• Written problem
Copy the stretch from the line containing "Where can the reflection" through the end of the records, keeping every line identical.

• Extracted entries
____________________

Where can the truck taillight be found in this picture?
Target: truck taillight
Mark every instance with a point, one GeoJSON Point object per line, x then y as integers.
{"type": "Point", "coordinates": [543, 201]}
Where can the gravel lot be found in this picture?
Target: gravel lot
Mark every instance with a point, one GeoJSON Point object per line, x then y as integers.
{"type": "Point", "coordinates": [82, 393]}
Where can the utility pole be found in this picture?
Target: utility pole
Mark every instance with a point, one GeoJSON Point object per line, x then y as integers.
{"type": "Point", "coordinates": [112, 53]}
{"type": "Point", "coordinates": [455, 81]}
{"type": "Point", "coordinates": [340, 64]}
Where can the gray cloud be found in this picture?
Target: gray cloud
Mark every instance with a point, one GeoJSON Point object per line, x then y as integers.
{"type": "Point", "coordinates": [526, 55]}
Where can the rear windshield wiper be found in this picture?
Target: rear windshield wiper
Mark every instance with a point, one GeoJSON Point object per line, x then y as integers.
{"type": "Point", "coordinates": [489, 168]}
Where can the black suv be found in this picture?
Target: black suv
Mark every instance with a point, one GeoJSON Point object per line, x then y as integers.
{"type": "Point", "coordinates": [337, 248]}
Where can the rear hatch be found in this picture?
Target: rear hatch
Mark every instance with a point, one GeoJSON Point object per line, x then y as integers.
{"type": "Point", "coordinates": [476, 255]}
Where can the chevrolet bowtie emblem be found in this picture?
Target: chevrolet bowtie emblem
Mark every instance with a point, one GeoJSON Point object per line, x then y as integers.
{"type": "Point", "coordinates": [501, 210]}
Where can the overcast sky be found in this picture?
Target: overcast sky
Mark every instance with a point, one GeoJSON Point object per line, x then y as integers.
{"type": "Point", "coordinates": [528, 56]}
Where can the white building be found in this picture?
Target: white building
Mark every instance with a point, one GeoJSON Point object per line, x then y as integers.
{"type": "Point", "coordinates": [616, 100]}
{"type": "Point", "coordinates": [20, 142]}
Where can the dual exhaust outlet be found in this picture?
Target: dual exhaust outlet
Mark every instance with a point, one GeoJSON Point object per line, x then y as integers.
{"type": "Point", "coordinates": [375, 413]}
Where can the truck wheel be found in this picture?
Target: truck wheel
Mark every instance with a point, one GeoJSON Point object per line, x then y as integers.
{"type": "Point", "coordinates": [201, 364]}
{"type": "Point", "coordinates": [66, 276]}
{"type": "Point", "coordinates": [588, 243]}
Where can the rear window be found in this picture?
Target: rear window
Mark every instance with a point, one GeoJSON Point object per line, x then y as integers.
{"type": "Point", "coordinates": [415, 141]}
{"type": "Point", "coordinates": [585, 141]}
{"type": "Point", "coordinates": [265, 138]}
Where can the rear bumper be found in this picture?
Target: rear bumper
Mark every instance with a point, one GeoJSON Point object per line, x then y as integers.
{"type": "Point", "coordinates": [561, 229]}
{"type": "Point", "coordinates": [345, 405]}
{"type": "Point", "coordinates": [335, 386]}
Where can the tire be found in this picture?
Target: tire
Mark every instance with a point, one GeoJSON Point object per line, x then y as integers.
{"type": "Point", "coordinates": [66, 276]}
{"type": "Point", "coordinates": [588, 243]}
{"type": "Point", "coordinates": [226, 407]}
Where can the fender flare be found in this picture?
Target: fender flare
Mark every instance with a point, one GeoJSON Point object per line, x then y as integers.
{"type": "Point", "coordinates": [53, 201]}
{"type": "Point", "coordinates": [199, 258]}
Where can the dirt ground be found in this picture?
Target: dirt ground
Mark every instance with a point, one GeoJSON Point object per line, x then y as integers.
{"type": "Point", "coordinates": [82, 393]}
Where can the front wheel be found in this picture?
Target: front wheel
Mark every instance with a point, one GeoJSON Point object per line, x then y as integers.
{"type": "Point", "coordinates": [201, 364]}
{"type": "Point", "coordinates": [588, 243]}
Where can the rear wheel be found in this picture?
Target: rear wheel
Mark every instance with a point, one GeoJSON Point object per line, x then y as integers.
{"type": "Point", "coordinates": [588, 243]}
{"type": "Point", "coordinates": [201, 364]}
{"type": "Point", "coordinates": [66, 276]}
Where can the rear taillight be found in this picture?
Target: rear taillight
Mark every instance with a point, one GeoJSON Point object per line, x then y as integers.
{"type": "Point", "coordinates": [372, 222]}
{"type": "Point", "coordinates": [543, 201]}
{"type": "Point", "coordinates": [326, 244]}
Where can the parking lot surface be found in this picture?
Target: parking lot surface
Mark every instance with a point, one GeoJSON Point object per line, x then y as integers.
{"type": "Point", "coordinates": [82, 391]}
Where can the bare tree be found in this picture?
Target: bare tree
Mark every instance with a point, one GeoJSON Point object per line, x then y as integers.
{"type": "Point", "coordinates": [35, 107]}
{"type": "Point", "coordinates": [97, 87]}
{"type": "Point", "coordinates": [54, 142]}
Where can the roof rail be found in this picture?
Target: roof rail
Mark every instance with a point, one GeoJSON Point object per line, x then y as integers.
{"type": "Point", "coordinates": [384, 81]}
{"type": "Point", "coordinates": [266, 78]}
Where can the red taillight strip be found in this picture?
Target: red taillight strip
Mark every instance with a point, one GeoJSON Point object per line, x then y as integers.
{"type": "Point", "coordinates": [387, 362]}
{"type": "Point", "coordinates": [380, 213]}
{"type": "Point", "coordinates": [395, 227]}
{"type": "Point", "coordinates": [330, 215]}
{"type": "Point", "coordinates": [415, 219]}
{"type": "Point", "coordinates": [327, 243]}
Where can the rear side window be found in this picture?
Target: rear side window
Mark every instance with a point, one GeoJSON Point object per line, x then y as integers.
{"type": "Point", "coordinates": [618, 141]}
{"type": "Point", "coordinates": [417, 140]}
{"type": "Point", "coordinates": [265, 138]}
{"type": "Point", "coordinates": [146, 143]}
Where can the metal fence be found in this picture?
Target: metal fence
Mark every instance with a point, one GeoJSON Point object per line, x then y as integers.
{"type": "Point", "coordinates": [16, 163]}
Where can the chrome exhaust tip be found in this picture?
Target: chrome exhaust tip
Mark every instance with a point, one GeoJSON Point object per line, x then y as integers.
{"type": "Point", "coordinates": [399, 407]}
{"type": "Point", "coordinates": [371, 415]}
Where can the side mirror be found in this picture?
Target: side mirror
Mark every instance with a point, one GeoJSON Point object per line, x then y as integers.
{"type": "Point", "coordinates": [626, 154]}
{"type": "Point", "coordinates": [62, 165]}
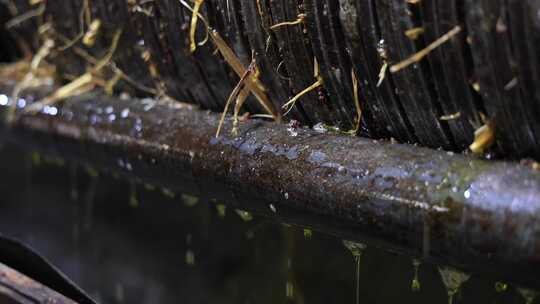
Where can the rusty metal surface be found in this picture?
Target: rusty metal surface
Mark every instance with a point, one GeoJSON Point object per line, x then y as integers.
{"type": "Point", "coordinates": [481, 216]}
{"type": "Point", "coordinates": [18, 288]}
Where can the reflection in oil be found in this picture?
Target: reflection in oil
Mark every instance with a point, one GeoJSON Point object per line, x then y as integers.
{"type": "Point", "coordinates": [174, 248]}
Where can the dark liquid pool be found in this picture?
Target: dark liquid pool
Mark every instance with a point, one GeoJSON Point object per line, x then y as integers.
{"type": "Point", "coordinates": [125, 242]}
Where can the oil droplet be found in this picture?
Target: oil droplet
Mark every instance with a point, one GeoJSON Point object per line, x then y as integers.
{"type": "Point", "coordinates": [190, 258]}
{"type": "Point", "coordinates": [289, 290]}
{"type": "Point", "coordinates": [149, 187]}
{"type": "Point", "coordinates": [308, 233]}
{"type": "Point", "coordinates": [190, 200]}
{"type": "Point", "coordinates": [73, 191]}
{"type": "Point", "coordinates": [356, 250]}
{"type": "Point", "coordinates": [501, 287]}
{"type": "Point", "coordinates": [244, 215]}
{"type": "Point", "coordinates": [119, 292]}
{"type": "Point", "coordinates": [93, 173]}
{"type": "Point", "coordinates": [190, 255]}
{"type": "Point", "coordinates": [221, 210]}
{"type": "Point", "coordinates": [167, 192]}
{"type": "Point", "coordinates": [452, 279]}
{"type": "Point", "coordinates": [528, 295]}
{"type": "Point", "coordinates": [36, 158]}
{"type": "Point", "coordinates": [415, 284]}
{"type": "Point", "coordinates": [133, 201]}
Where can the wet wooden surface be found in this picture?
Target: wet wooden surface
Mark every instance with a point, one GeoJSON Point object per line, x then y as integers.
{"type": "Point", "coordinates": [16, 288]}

____________________

• Answer for this exercise
Where can the reflection in oil be found in this picture?
Target: reflection in oil
Mark every instance with a point, one GeoJSON Point object per line, x then y as integers.
{"type": "Point", "coordinates": [174, 248]}
Where can the dark liquid pool be found in this picture?
Target: dark liquid pool
Mark every instance with a point, one GeoJSON Point object per line, x then y as integers.
{"type": "Point", "coordinates": [125, 242]}
Where can the oil droplet be found in this picture?
Target: oil droplet
Mark every instance with a point, one GeoJSON Point object per line, x then y as integers.
{"type": "Point", "coordinates": [190, 258]}
{"type": "Point", "coordinates": [289, 290]}
{"type": "Point", "coordinates": [149, 187]}
{"type": "Point", "coordinates": [308, 233]}
{"type": "Point", "coordinates": [190, 200]}
{"type": "Point", "coordinates": [73, 191]}
{"type": "Point", "coordinates": [356, 250]}
{"type": "Point", "coordinates": [501, 287]}
{"type": "Point", "coordinates": [244, 215]}
{"type": "Point", "coordinates": [119, 292]}
{"type": "Point", "coordinates": [93, 173]}
{"type": "Point", "coordinates": [190, 255]}
{"type": "Point", "coordinates": [221, 210]}
{"type": "Point", "coordinates": [167, 192]}
{"type": "Point", "coordinates": [452, 279]}
{"type": "Point", "coordinates": [528, 295]}
{"type": "Point", "coordinates": [36, 158]}
{"type": "Point", "coordinates": [415, 284]}
{"type": "Point", "coordinates": [133, 201]}
Where can the wet wooden surface be found in this picture?
Target: wet wooden surface
Mark every instance with a point, one GeoJSON Point object per line, x then y as integers.
{"type": "Point", "coordinates": [16, 288]}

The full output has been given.